---- DATA LINES

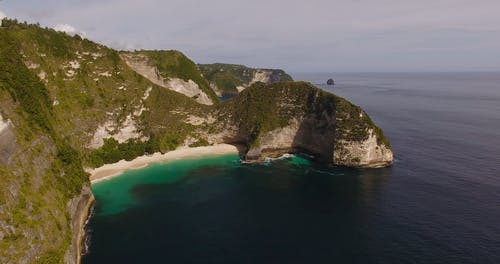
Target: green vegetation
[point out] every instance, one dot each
(229, 76)
(263, 108)
(172, 63)
(57, 90)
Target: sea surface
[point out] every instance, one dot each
(438, 203)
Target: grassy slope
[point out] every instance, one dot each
(174, 64)
(278, 103)
(55, 118)
(228, 76)
(43, 175)
(52, 121)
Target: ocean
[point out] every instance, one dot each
(438, 203)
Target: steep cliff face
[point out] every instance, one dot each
(162, 68)
(228, 80)
(297, 117)
(67, 102)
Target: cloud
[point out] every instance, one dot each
(65, 28)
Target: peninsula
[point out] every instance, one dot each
(70, 106)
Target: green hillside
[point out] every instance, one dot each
(226, 77)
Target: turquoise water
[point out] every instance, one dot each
(438, 203)
(114, 195)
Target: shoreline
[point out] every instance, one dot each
(109, 171)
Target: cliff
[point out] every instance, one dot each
(67, 103)
(228, 80)
(296, 117)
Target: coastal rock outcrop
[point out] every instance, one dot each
(146, 66)
(67, 102)
(296, 117)
(227, 80)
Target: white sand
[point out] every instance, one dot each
(111, 170)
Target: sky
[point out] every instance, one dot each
(298, 36)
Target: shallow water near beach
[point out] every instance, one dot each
(439, 202)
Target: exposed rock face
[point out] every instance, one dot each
(231, 79)
(79, 209)
(8, 144)
(121, 133)
(332, 130)
(368, 153)
(140, 64)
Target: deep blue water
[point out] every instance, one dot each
(438, 203)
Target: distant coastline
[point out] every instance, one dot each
(109, 171)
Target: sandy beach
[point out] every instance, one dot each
(111, 170)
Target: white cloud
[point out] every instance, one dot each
(65, 28)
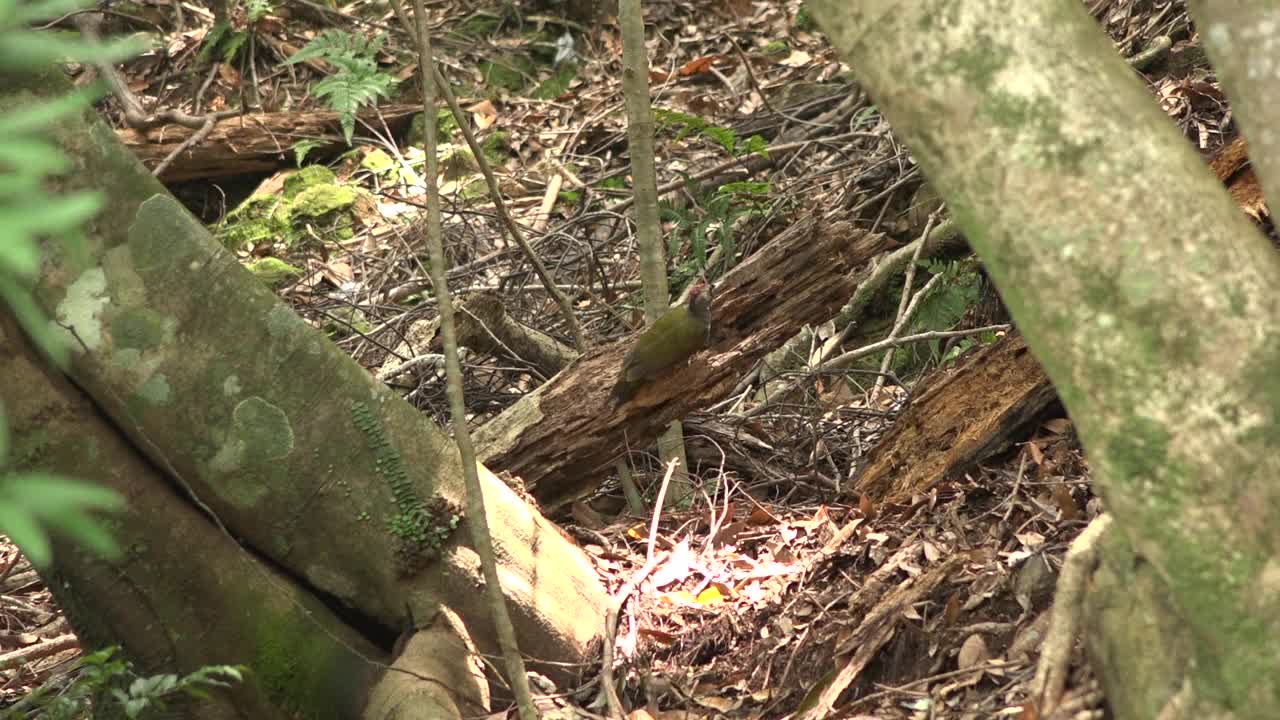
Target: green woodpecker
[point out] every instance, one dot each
(672, 340)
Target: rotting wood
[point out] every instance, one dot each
(248, 144)
(563, 437)
(958, 420)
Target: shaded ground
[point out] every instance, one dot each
(750, 602)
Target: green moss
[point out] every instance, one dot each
(446, 127)
(263, 219)
(558, 83)
(479, 24)
(378, 162)
(804, 21)
(274, 272)
(138, 328)
(776, 48)
(321, 200)
(301, 669)
(307, 177)
(497, 147)
(323, 208)
(508, 72)
(420, 529)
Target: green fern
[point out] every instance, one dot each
(689, 124)
(357, 81)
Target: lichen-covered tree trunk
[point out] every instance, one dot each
(1146, 295)
(256, 418)
(184, 595)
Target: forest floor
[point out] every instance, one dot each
(776, 584)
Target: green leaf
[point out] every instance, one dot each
(302, 147)
(46, 495)
(19, 256)
(40, 115)
(26, 533)
(32, 320)
(39, 10)
(4, 436)
(21, 50)
(56, 214)
(31, 158)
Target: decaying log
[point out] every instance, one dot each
(959, 419)
(257, 142)
(562, 437)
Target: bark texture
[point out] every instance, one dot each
(563, 436)
(1151, 310)
(309, 461)
(961, 418)
(305, 660)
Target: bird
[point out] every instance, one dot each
(671, 340)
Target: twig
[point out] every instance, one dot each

--------

WHAT IS EXPECTED. Starting with the line containing "Target: green fern" and continuing through the end of the data, rewrite every line and shift each point coordinate by -5. Leave all other lines unchanged.

EXPECTED OUTPUT.
Target: green fern
[point out] every instance, one dot each
(684, 119)
(352, 76)
Target: lichen-covered tree trunk
[point out] every instance, one dot each
(1141, 290)
(251, 413)
(179, 590)
Target: forest floor
[point out] every instance, one dot each
(771, 579)
Target: green leaf
[point out] every instance, one dot each
(297, 142)
(41, 490)
(14, 251)
(35, 110)
(21, 528)
(27, 315)
(34, 5)
(-1, 431)
(16, 45)
(51, 209)
(26, 153)
Target: decaying log
[point out] every instance, one dot each
(954, 414)
(252, 137)
(557, 432)
Target: bark texture
[point out] every instance, one dot each
(558, 431)
(1146, 305)
(304, 456)
(956, 413)
(300, 655)
Target: bird
[point out] every instance, one dot each
(666, 335)
Target: twig
[point out] every instance, one dot each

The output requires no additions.